[INPUT RECORDS]:

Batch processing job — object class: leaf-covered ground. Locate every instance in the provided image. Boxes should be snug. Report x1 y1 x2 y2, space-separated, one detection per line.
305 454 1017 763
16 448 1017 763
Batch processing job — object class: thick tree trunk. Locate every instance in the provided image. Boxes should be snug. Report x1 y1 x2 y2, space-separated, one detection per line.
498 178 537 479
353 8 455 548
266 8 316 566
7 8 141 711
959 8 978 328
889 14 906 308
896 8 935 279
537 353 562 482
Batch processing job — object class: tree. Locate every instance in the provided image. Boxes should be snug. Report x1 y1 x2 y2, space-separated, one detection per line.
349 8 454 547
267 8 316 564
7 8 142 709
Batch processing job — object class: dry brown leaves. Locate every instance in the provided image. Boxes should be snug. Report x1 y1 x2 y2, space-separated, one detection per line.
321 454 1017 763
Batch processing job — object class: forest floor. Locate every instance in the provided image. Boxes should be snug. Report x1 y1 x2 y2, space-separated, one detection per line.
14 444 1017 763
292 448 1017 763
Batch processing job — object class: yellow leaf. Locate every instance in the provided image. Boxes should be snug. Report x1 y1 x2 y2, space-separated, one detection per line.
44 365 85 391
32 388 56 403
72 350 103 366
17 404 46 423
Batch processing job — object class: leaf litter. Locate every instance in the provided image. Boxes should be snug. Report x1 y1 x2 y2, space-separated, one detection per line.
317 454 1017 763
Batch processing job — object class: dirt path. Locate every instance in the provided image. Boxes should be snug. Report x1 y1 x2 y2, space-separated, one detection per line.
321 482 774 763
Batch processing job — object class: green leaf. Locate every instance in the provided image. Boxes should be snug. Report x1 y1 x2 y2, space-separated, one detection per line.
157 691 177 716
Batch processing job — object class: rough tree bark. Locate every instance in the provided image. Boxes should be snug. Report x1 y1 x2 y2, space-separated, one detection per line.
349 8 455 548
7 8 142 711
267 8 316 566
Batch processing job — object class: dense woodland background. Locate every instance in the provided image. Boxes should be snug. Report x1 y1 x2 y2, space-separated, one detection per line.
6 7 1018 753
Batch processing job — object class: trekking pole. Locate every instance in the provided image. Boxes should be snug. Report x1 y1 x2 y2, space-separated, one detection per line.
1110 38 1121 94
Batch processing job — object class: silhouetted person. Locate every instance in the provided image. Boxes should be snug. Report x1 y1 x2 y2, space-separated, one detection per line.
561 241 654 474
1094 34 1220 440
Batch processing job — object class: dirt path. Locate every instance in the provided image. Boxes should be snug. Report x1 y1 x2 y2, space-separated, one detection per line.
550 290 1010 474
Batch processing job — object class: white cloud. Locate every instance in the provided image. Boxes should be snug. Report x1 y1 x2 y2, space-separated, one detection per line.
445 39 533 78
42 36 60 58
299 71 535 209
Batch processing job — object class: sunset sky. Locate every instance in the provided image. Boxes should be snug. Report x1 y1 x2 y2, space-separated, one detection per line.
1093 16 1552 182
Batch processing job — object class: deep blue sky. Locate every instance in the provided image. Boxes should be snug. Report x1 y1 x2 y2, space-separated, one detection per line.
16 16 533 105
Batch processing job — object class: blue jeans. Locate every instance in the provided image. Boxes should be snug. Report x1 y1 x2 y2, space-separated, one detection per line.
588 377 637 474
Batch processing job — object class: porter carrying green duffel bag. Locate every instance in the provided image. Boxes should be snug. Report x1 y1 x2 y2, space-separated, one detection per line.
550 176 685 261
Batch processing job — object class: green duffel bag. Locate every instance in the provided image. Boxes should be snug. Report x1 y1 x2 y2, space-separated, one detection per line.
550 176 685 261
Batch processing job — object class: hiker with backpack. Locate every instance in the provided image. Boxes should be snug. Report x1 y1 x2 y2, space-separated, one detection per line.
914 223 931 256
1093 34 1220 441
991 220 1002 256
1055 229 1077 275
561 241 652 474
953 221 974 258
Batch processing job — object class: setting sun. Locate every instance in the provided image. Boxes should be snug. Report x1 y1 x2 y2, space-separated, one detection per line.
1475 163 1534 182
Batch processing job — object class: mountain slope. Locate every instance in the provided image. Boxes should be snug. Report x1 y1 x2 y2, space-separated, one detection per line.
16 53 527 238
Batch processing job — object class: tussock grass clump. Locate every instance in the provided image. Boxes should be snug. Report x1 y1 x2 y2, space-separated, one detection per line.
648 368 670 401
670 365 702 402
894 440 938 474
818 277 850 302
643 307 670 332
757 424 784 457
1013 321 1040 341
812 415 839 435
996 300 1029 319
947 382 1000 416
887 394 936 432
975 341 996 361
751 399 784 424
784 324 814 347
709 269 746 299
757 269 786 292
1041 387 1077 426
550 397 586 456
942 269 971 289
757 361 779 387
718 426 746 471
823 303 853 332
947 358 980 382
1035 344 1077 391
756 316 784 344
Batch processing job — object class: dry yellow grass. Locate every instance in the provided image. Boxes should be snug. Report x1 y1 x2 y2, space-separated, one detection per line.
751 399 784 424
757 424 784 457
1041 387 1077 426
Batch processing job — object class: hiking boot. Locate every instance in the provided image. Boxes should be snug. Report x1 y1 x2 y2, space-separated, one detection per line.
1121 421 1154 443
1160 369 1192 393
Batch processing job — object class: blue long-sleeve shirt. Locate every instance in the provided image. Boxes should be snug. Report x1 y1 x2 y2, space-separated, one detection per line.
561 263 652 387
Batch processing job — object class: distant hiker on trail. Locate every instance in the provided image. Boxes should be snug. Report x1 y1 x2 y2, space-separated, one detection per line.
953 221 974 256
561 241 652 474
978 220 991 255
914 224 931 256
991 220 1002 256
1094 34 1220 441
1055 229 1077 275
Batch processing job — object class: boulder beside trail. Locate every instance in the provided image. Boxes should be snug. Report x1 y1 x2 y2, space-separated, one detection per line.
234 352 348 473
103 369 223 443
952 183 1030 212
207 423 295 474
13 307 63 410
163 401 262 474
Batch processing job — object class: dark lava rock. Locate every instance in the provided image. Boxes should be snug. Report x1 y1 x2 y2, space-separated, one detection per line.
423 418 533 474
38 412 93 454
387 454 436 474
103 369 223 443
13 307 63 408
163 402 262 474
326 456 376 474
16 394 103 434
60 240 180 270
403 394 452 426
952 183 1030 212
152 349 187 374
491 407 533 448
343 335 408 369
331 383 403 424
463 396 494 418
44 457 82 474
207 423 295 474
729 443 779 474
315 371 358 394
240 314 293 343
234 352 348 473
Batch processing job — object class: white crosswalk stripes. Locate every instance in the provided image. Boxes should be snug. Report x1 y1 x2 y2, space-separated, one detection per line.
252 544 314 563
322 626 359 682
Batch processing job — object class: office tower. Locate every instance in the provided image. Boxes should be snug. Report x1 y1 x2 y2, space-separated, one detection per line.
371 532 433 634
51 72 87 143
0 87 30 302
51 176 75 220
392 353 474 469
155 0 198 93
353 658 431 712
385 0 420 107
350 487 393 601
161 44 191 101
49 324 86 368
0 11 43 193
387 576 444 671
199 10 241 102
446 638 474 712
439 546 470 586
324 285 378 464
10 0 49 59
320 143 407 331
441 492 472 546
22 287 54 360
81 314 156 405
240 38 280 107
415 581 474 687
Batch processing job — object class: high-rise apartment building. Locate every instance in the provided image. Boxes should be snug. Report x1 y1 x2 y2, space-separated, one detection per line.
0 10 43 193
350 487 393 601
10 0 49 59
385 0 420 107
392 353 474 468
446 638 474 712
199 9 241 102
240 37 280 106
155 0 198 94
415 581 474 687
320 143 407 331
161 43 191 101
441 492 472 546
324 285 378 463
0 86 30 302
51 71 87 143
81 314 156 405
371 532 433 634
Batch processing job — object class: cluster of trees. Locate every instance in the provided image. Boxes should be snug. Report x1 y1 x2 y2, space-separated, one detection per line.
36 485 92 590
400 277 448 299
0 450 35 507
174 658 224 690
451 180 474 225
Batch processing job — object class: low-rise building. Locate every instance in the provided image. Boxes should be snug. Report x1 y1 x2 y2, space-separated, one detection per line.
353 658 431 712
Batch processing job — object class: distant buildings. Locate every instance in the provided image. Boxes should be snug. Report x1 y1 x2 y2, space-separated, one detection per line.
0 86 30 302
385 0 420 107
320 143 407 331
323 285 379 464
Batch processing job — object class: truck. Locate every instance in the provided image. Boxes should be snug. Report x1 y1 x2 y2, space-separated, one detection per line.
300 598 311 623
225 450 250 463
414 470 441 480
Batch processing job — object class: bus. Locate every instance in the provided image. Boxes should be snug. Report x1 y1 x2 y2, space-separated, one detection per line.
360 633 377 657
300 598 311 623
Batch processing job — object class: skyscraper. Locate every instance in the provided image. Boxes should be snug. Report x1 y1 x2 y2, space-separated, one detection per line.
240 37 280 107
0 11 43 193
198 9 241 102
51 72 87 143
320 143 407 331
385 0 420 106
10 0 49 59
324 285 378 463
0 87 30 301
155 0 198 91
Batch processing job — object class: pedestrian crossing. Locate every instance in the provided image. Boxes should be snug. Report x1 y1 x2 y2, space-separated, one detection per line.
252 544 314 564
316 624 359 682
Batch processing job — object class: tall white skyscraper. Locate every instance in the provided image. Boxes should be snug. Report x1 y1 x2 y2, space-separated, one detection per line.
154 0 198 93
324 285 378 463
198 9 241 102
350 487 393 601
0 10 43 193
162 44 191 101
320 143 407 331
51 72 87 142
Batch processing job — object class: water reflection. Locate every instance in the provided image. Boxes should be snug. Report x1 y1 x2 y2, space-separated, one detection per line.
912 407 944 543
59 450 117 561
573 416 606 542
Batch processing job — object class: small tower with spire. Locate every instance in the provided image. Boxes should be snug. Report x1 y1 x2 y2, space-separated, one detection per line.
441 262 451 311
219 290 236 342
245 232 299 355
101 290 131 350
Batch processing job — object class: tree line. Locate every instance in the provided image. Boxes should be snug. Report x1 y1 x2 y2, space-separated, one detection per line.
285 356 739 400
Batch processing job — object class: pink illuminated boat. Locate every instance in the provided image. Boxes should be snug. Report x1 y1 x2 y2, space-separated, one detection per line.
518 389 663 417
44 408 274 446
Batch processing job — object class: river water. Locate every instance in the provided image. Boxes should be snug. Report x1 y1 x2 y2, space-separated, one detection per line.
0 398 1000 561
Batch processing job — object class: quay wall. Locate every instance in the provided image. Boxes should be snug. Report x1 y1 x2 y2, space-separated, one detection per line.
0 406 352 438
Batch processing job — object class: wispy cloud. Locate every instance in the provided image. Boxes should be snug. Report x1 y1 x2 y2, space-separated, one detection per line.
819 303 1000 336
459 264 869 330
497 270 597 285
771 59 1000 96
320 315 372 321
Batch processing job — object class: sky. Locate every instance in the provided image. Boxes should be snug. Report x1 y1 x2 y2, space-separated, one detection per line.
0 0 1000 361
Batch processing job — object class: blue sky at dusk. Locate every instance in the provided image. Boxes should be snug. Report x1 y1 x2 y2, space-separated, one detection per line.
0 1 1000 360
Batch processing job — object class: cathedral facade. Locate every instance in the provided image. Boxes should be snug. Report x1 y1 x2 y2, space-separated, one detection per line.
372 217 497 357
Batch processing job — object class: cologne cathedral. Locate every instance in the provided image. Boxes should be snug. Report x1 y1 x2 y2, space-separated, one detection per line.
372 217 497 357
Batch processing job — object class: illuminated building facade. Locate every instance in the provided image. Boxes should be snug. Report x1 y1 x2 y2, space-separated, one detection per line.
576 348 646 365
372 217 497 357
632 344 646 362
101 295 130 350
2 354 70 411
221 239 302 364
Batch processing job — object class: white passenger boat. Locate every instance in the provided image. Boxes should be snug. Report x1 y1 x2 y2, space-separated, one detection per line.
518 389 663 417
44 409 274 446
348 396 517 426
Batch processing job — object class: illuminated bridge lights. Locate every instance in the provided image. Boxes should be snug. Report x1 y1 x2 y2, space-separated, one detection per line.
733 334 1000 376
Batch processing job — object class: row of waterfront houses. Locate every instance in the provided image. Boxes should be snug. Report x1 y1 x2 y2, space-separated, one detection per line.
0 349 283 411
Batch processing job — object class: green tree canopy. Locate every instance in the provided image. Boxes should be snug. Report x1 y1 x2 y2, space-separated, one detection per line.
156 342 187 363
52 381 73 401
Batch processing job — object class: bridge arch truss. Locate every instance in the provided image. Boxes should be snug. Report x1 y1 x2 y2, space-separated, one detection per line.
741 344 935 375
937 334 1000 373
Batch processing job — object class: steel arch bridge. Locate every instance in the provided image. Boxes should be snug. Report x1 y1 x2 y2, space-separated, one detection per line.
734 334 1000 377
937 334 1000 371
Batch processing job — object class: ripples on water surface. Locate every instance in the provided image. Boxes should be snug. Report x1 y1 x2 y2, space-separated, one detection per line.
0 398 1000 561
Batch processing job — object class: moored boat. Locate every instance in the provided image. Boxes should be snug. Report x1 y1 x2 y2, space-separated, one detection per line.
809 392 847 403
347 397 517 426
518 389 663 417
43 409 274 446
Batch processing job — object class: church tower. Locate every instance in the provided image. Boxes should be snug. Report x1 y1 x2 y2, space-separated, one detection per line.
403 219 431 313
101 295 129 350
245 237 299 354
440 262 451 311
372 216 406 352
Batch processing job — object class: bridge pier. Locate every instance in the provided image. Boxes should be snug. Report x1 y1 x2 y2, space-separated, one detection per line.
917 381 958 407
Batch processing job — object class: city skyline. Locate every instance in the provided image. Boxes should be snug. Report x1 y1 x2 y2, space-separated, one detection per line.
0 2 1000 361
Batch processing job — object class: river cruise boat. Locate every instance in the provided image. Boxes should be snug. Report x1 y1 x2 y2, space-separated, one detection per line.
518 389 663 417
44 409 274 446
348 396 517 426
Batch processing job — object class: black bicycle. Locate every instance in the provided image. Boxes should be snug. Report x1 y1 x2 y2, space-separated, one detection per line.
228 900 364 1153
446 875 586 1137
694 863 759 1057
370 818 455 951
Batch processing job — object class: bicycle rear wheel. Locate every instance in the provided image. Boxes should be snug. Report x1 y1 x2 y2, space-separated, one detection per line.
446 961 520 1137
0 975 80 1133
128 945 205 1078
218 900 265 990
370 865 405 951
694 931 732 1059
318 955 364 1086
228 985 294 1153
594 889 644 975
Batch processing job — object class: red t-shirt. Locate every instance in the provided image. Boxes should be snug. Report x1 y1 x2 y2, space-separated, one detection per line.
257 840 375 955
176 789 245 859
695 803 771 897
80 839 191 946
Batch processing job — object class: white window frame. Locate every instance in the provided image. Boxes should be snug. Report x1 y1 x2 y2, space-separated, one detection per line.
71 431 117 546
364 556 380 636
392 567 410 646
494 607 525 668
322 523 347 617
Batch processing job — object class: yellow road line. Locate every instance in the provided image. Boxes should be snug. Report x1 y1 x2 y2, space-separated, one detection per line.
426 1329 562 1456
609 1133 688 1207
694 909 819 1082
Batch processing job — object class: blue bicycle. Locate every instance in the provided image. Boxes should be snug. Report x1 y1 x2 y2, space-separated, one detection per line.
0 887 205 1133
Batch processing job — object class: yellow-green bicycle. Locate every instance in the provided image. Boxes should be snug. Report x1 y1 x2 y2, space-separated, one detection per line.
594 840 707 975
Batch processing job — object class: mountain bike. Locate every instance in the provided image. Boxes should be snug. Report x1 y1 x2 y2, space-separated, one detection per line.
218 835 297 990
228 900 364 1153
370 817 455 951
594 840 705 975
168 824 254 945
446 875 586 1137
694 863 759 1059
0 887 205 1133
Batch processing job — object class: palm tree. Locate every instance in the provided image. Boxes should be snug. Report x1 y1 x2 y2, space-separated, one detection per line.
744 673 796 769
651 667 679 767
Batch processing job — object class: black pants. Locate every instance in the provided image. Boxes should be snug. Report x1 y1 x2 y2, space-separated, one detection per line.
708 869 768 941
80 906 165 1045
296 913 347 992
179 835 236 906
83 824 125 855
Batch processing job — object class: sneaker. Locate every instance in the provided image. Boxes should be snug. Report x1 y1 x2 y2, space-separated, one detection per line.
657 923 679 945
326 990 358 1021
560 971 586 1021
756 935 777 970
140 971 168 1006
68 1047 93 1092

[GOAL OF THE EXERCISE]:
Could you express the lines of the records from the one containing "Batch processing job — object class: tall" down to the one containing "0 1 1000 360", both ends included, as a Markdown table with a Row column for the row number and a Text column for the line, leaving out blank lines and giving no other lines?

[ANSWER TO THIS PROBLEM]:
| Row | Text |
|---|---|
| 1 | Batch processing job — object class: tall white skyscraper. Locate every instance in the provided image. Boxes should be snug. Report x1 y1 x2 y2, space-separated, one detection per line. |
| 2 | 154 0 198 93 |
| 3 | 324 285 378 463 |
| 4 | 198 9 241 102 |
| 5 | 350 487 393 601 |
| 6 | 0 10 43 193 |
| 7 | 162 44 191 101 |
| 8 | 320 143 407 331 |
| 9 | 51 72 87 142 |
| 10 | Batch processing job — object class: water reflection. Locate every instance in the provided image. Boxes should be snug. Report x1 y1 x2 y2, space-separated, one detection per line. |
| 11 | 912 407 944 543 |
| 12 | 59 450 117 561 |
| 13 | 573 416 606 542 |
| 14 | Batch processing job — object class: small tower with spire. Locate every instance in the provided image. Boxes should be snug. Report x1 y1 x2 y2, space-separated, one detection per line. |
| 15 | 441 262 451 311 |
| 16 | 219 290 236 342 |
| 17 | 245 232 299 355 |
| 18 | 101 290 131 350 |
| 19 | Batch processing job — object class: tree line. Locate every instance in the provided image. Boxes should be snug. Report x1 y1 x2 y2, space-separated, one detection per line. |
| 20 | 285 356 739 400 |
| 21 | Batch processing job — object class: pink illuminated boat. Locate every instance in the provided image. Boxes should be snug. Report x1 y1 x2 y2, space-separated, one detection per line. |
| 22 | 518 389 663 417 |
| 23 | 44 408 274 446 |
| 24 | Batch processing job — object class: river water. Locate every instance in the provided image. Boxes should be snug. Report x1 y1 x2 y2, space-separated, one detection per line. |
| 25 | 0 398 1000 561 |
| 26 | Batch processing job — object class: quay wall. Locate every instance in the provided image. Boxes should be snug. Report x1 y1 x2 y2, space-separated, one detection per line. |
| 27 | 0 406 352 438 |
| 28 | Batch processing job — object class: wispy cloud. Locate every instance in the provided image. Boxes should be snug. Report x1 y1 x2 y2, space-separated, one detection per line. |
| 29 | 819 303 1000 336 |
| 30 | 459 264 869 330 |
| 31 | 497 270 597 285 |
| 32 | 771 59 1000 96 |
| 33 | 320 315 372 321 |
| 34 | Batch processing job — object class: sky. Locate every instance in the provided image. Boxes should be snug. Report x1 y1 x2 y2, space-separated, one detection per line. |
| 35 | 0 0 1000 361 |
| 36 | Batch processing job — object class: blue sky at dusk. Locate every instance in the provided image. Boxes should be snug. Report x1 y1 x2 y2, space-separated, one detection per line. |
| 37 | 0 1 1000 360 |